AIM OF THE EXERCISE: Repeat every record below exactly, leaving out the pictures.

***** INFORMATION GIVEN *****

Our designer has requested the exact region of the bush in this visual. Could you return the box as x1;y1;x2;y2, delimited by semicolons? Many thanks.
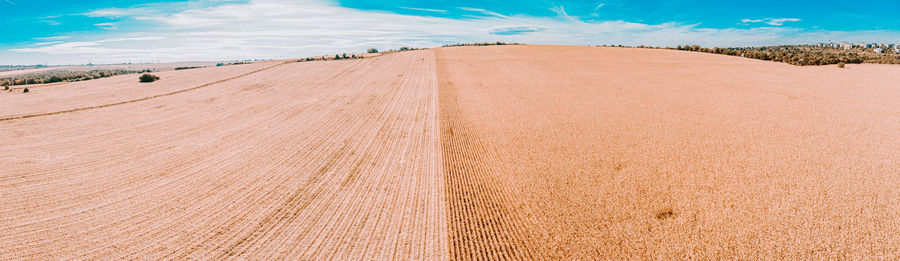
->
139;74;160;83
23;88;29;93
367;48;379;53
837;62;846;68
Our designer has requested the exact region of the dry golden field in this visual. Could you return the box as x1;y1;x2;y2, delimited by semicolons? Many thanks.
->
1;45;898;259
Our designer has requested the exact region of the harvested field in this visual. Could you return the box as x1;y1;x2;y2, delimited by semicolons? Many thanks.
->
0;62;275;119
1;50;447;259
1;45;898;259
435;45;899;259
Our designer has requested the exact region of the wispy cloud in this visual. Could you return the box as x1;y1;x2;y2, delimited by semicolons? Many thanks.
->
459;7;510;19
4;0;15;5
32;41;63;46
95;23;118;30
551;6;580;22
6;0;898;64
34;36;70;41
399;7;447;13
12;36;165;55
85;8;136;17
741;18;801;26
487;25;546;35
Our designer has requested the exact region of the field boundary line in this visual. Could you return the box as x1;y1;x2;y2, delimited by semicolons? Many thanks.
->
436;49;535;260
0;62;286;122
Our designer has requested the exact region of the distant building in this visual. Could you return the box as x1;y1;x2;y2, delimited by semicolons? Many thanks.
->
874;48;883;53
839;42;852;50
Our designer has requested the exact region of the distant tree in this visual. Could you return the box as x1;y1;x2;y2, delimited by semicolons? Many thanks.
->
334;54;341;60
23;88;29;93
139;74;160;83
367;48;379;53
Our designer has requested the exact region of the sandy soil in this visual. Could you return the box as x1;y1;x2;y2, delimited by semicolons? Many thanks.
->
1;50;447;259
1;45;897;259
435;45;899;259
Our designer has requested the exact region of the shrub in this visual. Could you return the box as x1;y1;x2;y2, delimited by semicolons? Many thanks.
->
837;62;846;68
23;88;29;93
367;48;379;53
139;74;160;83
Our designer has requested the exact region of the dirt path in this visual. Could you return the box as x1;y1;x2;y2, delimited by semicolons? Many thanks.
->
0;50;447;259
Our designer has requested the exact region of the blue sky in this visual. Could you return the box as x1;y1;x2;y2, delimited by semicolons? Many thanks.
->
1;0;898;64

*****

TASK RESULT:
Our designer has requested the exact region of the bush in this visual. Could you return the box as x1;y1;x2;y2, delimited by semicolons? Many thanks.
->
139;74;160;83
23;88;29;93
367;48;379;53
837;62;846;68
Our designer has requested the exact region of the dry golden field in this visual. Could you return the box as x1;y1;x2;y2, delimited by semicolons? Many thanks.
->
1;45;898;259
Our designer has requested the exact region of the harvested field in this visual. Could you return the box as x1;y1;x2;y2, delimited by semicolons? Many thanks.
->
0;62;275;119
1;50;447;259
1;45;898;259
435;45;899;259
Our designer has requested the exact region of the wispy cloud in this visual. Could you return the box as x1;y1;x2;y2, delimited by semicolons? Many thanks.
->
459;7;510;19
4;0;15;5
32;41;63;46
95;23;118;30
551;6;580;22
6;0;898;64
34;36;70;41
399;7;447;13
12;36;165;55
85;8;136;17
741;18;801;26
487;25;546;35
Our designer has requested the exact region of the field boundary line in this visual. Could you return the box as x1;y1;x2;y2, delimited by semicolons? Many thanks.
->
436;49;535;260
0;62;286;122
Our designer has requested the exact region of the distant building in this visual. Could you return the box as x1;y1;x2;y2, delimited by semicolons? Many thanks.
->
874;48;883;53
839;42;852;50
Our designer has requested the exact region of the distant tree in this visual. Could you return the box as x1;y1;x2;y2, delimited by semicolons? Many thanks.
->
334;54;341;60
23;88;29;93
139;74;160;83
367;48;379;53
Our designer has requested the exact region of the sandy soil in this visual. Could you return the box as x1;y1;x2;y2, delimited by semicolons? Many thanks.
->
1;50;447;259
1;45;897;259
435;45;899;259
Our designer has requested the exact region of the shrub in this visual. Could you return the box as x1;y1;x2;y2, delimited by semicolons? Many thanks.
->
837;62;846;68
23;88;29;93
367;48;379;53
139;74;160;83
Our designer has requested the exact region of the dirt path in this visual. Could you return the box as x1;y1;x2;y2, delimited by semicolons? Many thanks.
->
0;50;447;259
Our designer has requested the exact region of the blue sky in this visual. Could you return the box as x1;y1;x2;y2, delimited by semicolons? Many thanks.
->
1;0;898;64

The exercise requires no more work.